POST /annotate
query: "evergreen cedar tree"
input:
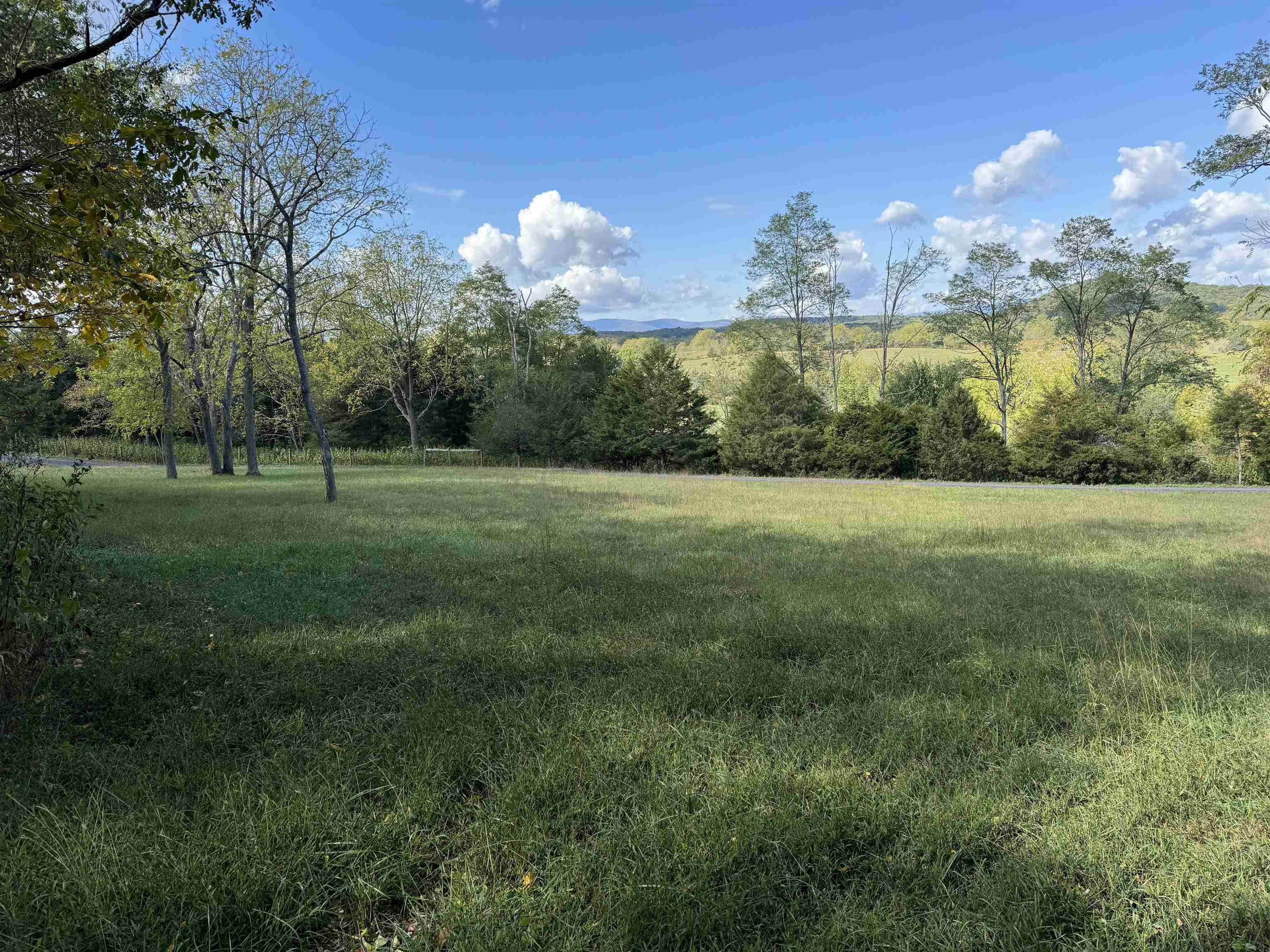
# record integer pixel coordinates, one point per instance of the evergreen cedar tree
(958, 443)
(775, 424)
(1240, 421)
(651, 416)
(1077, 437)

........

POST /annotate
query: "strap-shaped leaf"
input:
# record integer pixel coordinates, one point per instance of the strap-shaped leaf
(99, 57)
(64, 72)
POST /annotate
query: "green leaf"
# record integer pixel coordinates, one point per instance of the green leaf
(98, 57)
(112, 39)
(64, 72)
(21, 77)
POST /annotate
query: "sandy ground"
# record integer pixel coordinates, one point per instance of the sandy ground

........

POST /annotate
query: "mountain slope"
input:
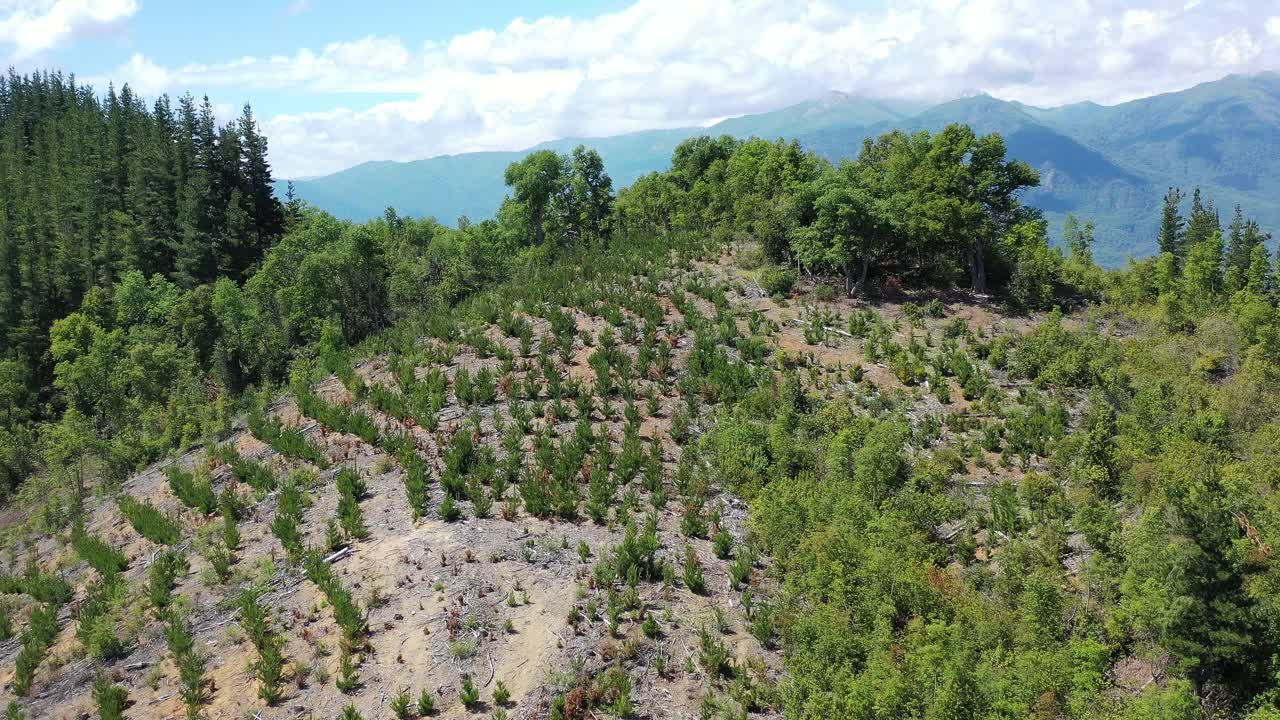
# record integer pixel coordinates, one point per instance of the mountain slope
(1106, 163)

........

§ The task: From the items above, pull out every line that contains the word "slope" and copy each one in full.

§ Response to the exercise:
query: "mountain slope"
# record integer pixel coordinates, one point per instance of the mountain slope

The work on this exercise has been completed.